▸ **Requirement**
Render the part of the entries below that opens with the line containing "find the thin" and closes with the line containing "left=49, top=95, right=89, bottom=121" as a numbered list, leaving out blank lines.

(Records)
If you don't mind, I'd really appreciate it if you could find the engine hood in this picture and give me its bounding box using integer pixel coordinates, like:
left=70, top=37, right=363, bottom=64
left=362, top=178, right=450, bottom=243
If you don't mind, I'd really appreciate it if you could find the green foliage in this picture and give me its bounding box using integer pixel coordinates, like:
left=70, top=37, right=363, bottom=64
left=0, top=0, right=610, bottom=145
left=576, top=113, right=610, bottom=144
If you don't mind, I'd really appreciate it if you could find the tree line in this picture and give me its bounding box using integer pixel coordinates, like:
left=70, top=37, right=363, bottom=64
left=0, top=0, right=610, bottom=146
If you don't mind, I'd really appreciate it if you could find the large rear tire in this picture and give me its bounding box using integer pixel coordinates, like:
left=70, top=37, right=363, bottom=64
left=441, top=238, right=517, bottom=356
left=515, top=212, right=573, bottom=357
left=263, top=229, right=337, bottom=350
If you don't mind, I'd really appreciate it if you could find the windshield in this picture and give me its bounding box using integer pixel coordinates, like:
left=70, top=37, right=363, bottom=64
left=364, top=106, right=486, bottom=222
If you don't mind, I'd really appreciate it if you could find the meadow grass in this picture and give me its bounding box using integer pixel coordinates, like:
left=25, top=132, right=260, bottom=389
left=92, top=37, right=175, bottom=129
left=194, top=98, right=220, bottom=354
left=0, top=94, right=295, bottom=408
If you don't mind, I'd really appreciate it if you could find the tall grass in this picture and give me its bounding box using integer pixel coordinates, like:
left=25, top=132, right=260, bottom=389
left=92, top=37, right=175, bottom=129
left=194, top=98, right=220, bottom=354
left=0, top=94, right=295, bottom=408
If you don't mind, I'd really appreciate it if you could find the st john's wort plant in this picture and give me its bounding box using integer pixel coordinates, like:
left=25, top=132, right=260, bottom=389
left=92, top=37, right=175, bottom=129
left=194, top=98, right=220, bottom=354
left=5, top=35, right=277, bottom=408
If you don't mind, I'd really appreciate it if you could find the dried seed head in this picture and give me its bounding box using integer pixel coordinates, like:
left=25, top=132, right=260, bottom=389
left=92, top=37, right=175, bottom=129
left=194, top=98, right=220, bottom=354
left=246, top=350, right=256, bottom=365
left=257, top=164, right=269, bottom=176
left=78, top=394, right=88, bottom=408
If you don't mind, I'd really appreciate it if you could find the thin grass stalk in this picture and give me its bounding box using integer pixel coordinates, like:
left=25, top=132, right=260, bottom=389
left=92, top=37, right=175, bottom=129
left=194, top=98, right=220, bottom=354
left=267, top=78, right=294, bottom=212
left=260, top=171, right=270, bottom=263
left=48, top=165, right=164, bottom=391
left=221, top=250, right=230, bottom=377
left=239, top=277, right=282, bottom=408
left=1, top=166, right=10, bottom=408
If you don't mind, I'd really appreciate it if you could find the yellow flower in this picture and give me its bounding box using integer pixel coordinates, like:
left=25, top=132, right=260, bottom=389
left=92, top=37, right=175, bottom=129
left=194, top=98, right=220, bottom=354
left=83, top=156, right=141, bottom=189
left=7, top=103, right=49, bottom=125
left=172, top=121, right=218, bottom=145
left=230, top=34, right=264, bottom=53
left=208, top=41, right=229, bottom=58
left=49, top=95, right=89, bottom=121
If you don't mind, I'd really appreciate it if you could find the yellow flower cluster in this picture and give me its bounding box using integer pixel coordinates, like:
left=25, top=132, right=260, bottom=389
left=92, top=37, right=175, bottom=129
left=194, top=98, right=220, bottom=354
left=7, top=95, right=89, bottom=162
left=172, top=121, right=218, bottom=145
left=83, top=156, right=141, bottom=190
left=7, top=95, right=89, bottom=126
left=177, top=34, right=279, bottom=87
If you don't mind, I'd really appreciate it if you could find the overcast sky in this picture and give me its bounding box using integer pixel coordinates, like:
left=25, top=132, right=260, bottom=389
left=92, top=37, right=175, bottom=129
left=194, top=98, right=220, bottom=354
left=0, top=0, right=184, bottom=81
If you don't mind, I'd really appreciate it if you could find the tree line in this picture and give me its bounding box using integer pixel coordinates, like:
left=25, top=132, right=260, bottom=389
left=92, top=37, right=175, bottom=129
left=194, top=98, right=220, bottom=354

▸ **Complete output**
1. If you don't mind, I'd really appreciate it if you could find the thin grass stalk in this picture and give me its bounding box using integer pixel coordinates, like:
2. left=25, top=132, right=260, bottom=389
3. left=92, top=37, right=175, bottom=129
4. left=194, top=98, right=220, bottom=354
5. left=267, top=78, right=294, bottom=212
6. left=260, top=171, right=270, bottom=263
7. left=48, top=165, right=164, bottom=391
8. left=221, top=250, right=230, bottom=377
9. left=239, top=277, right=282, bottom=408
10. left=1, top=166, right=10, bottom=408
11. If you don't mind, I'd really appreciate it if you could find the yellow flower in this picture and give me its bounding box using integer pixel coordinates, like:
12. left=25, top=132, right=260, bottom=389
13. left=92, top=37, right=175, bottom=129
14. left=194, top=98, right=220, bottom=354
15. left=83, top=156, right=141, bottom=189
16. left=7, top=103, right=49, bottom=125
17. left=172, top=121, right=218, bottom=145
18. left=230, top=34, right=264, bottom=53
19. left=208, top=41, right=229, bottom=58
20. left=49, top=95, right=89, bottom=121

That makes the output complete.